- [Recorded information]
==============================
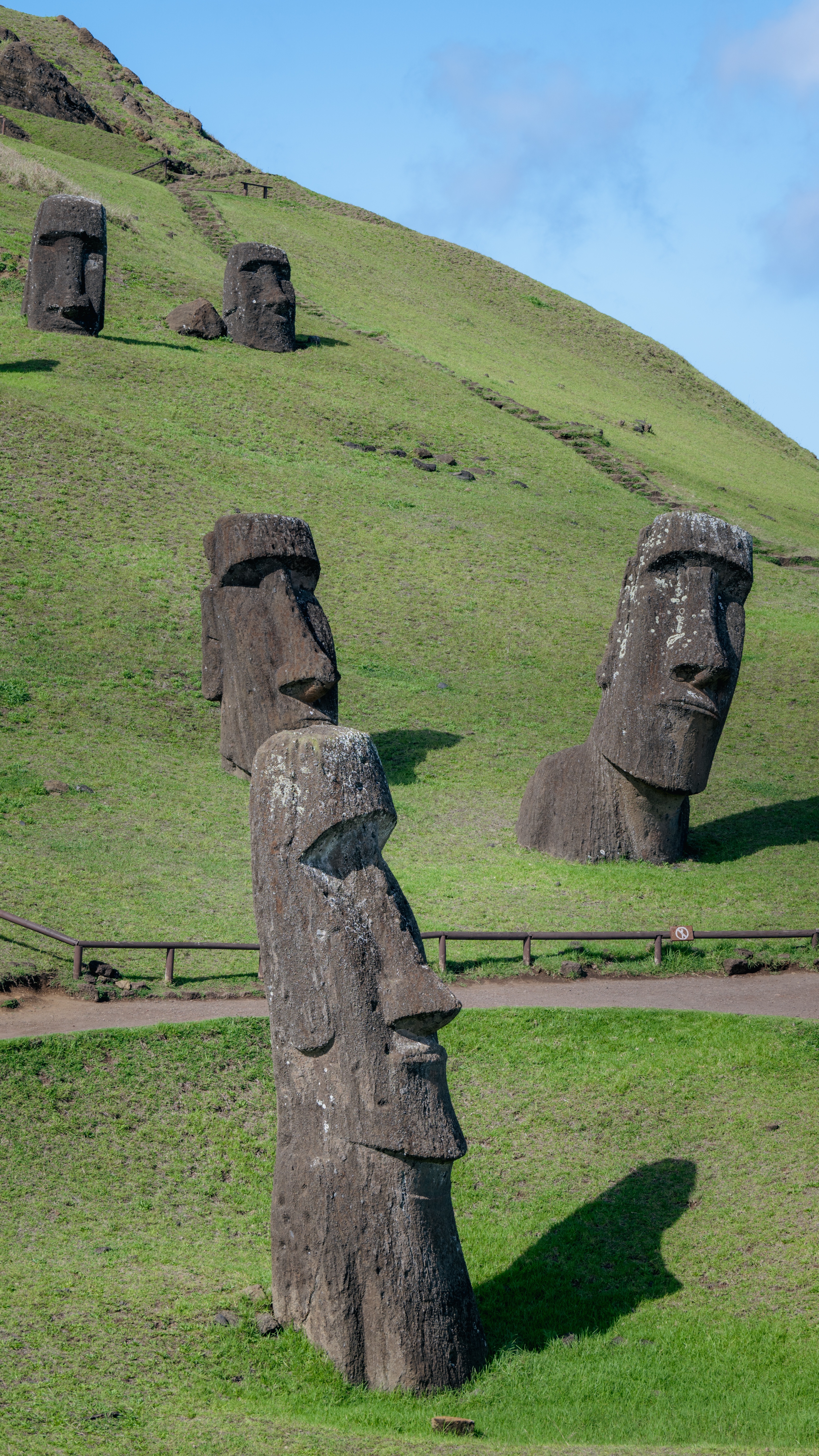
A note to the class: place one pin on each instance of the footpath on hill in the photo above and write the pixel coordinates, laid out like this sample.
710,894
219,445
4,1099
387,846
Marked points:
789,994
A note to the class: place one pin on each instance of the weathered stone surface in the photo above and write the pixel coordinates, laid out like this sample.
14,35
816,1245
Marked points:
259,300
668,678
66,277
267,647
366,1256
197,318
30,84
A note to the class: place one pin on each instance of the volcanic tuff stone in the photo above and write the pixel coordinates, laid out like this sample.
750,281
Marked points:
267,646
31,84
197,318
366,1257
259,299
668,678
66,277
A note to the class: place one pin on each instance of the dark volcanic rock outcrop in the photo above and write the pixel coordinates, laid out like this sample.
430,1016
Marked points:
31,84
197,318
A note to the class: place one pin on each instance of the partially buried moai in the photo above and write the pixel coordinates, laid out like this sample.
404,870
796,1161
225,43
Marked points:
66,277
259,300
366,1257
668,678
267,647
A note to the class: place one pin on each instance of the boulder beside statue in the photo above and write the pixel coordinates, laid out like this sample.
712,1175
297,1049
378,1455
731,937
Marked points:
65,289
366,1257
668,679
267,647
259,302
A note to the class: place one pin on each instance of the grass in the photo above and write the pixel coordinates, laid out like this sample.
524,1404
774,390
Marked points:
642,1238
468,618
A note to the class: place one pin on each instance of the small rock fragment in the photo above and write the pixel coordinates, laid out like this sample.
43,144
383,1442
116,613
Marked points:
197,318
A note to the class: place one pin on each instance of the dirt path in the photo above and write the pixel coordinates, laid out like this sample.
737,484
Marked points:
792,994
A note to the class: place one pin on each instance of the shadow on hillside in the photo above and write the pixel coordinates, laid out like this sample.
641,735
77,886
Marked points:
401,750
594,1267
792,822
151,344
28,366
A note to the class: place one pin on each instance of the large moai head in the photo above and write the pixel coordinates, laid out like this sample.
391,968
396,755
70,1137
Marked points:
66,277
674,651
259,300
267,646
366,1256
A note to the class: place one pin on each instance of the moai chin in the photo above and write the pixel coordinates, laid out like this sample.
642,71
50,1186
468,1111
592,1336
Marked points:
267,647
66,277
668,678
259,302
366,1257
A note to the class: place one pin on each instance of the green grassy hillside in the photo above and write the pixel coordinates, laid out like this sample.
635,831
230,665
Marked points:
637,1212
470,618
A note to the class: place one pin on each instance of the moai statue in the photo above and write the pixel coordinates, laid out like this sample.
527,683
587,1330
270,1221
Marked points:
366,1257
668,678
267,647
66,277
259,300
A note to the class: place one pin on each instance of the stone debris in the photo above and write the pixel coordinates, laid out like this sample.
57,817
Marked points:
65,290
199,319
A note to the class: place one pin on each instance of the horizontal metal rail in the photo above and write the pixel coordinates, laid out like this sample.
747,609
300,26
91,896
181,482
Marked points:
442,937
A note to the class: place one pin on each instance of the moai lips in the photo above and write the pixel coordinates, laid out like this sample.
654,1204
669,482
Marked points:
259,300
267,646
366,1256
668,678
66,277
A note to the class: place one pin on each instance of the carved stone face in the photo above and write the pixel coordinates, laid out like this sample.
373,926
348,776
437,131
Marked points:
267,646
355,1008
259,298
674,651
66,277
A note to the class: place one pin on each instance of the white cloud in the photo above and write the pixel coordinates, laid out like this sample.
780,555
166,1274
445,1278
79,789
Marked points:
785,50
521,127
793,242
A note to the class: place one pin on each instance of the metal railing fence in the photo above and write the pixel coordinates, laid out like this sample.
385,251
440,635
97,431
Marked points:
675,935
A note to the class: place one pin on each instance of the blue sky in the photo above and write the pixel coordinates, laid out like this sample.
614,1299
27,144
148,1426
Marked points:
661,164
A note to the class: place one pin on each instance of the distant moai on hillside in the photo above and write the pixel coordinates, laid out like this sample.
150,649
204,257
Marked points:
66,277
366,1257
259,302
267,647
668,678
==============================
- [Task objective] Print out all the material word for word but exclude any images.

- [Answer box]
A note to the class: place one pin on each instance of the footpath on hill in the photo above and write the pixel coordinates, laid out like this sample.
710,894
219,445
4,1099
387,846
Marked points:
789,994
A note to the class: place one pin on each instance of the weathered stone surface in the photo above and write the pixel coordinates, laid out like this sample.
14,35
816,1245
Marked points:
259,300
668,678
66,277
267,647
366,1256
197,318
30,84
A note to the class: place one pin on each instance of the volcanic tuff stone in the photo above and write the pixel coordinates, laid out like this sample.
750,281
Marked points:
267,646
31,84
197,318
366,1257
259,299
668,678
66,277
A note to the class: place one pin on each instance of the dark volcanic rock outcrop in the photo above and write the pixel coordinates, laid out like this sample.
430,1016
Marked points:
31,84
197,318
A note to the class: place one pin on each instance of the partially buried moai in the photo above and write the pixel coordinates, laid out like this sample.
404,870
796,1161
225,43
Marked points:
66,277
259,300
366,1257
668,678
267,647
A note to the class: place one pin on each instance of the boulder beside statue in the photo above and write the pixel coordinates, laid out like this sample.
712,1175
297,1049
378,1455
731,937
Marked points:
65,289
366,1257
668,679
267,647
259,302
A note to the class: place one pin on each instance of the grass in the photo above and write the pixel coordinates, laid out like this sample.
524,1404
774,390
Marked points:
642,1238
468,618
A note to the class: place one pin on each instance of the small rock fragment in the photo above and write the pixel coordinates, laid out like this sample.
43,144
383,1442
116,613
Marked points:
197,318
A note to the class: place one pin on each instance of the dirt path in the photo above and write the pixel coordinates, laid out like this sample.
737,484
Marked points:
792,994
A note to the class: place one pin on each instance of the shadow on hillside in the photo above and write the pixel coordinates, laid out like this sample.
641,735
77,886
Marked points:
401,750
594,1267
792,822
151,344
28,366
A note to the class: place one pin on each instance of the large moai head in the photo above and write the pixel coordinates, laid out like this sample.
391,968
396,755
70,1137
Marked points:
66,277
674,651
259,300
267,646
366,1256
A note to the class: place one pin on each instance of the moai chin in the photo above and write the pixel coordinates, laid out like this sample.
642,71
50,1186
468,1111
592,1336
Marked points:
267,647
66,277
668,678
259,302
366,1257
A note to the class: place one pin on each instance of the green grassy hillside in the photo above and write the pixel coordinates, laid out like this sample.
635,831
230,665
Marked points:
637,1212
470,618
A note to the class: place one pin on each instance of the moai statue in the photo above and write the pixel coordinates, laid out like this sample.
527,683
587,1330
270,1221
Marked points:
366,1257
668,678
267,647
66,277
259,300
A note to the class: place one pin on each instance of the stone debris in the photo above and write the pixel coordinates, laid out like this sample.
57,817
Marked points:
65,290
199,319
A note to the class: place one pin on each instance of the horizontal metal rail in the photo above and write the pixel coordinates, laid out like this sample.
747,609
300,26
91,896
181,482
Marked points:
442,937
A note to the class: place one pin on each instance of the moai lips in the photo above and write the pixel coordinates, laid out like this sample.
654,1204
669,482
Marked points:
259,300
267,646
366,1256
668,678
66,277
A note to the class: place one pin on each instance of the carved stone face in the photo above and write the pixel coordinates, laid out like this sample.
373,926
348,776
437,131
Marked points:
267,646
355,1008
259,298
674,651
66,277
A note to the class: place one pin on each instance of the white cloud in the photo above and write the pixel coordinates, laid out like this sample.
780,555
166,1274
445,1278
79,789
Marked points:
785,50
521,127
793,242
A note to the class: place one pin on each instance of the metal railing fence in the photo above and write the pixel coordinates, laid out like this sample.
385,251
440,635
97,431
Marked points:
675,935
A note to the class: place one pin on each instance of the blue sky in the photo above and write the pixel coordinates, laid out like this sample.
614,1299
27,144
148,1426
Marked points:
661,164
A note to the class: place one pin on each instance of the distant moai on hillside in the photo above and write the pixel coordinates, laid out like this sample.
150,649
204,257
Marked points:
66,277
366,1257
259,302
267,647
668,678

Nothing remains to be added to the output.